REQUEST | Look for "Report one point per instance of the murky" in the records below, then copy that line and every line after it, exactly and with nothing added.

■ ■ ■ ■ ■

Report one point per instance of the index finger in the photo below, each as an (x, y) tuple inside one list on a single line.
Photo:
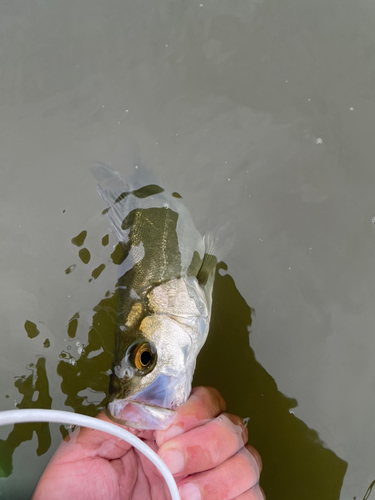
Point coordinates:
[(204, 403)]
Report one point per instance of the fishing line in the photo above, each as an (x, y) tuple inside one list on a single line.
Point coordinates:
[(64, 417)]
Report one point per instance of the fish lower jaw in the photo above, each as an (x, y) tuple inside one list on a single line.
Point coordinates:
[(140, 415)]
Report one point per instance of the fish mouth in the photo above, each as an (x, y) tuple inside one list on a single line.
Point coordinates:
[(140, 415)]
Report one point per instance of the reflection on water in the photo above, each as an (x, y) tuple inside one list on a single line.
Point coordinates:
[(369, 490), (296, 463), (35, 391)]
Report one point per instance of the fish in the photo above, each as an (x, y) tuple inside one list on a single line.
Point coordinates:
[(166, 272)]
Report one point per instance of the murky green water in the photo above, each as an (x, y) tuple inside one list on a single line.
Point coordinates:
[(260, 113)]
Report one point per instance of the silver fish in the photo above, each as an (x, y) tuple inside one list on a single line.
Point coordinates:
[(166, 276)]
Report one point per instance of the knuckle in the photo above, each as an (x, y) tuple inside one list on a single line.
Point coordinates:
[(256, 456)]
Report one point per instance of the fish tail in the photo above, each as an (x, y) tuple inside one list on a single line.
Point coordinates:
[(218, 243), (112, 189)]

■ ■ ■ ■ ■

EXERCISE SOLUTION |
Report one point per instance of the murky green water in the photo above, each as an (x, y) tuple inside one list on a single line.
Point coordinates:
[(260, 113)]
Report one point per instance of the silver fish in the photo above, each as an (x, y) tuple inside one list on a single line.
Point coordinates:
[(166, 276)]
Report one point per instance of the knuckle in the photo above, each as an (x, y) tuple inside one list on a single line.
Point coordinates:
[(256, 456)]
Report one point per instance of the fish tail in the photo above, each as an (x, y) tuple inside one list on a single line.
Point coordinates:
[(218, 243), (112, 189)]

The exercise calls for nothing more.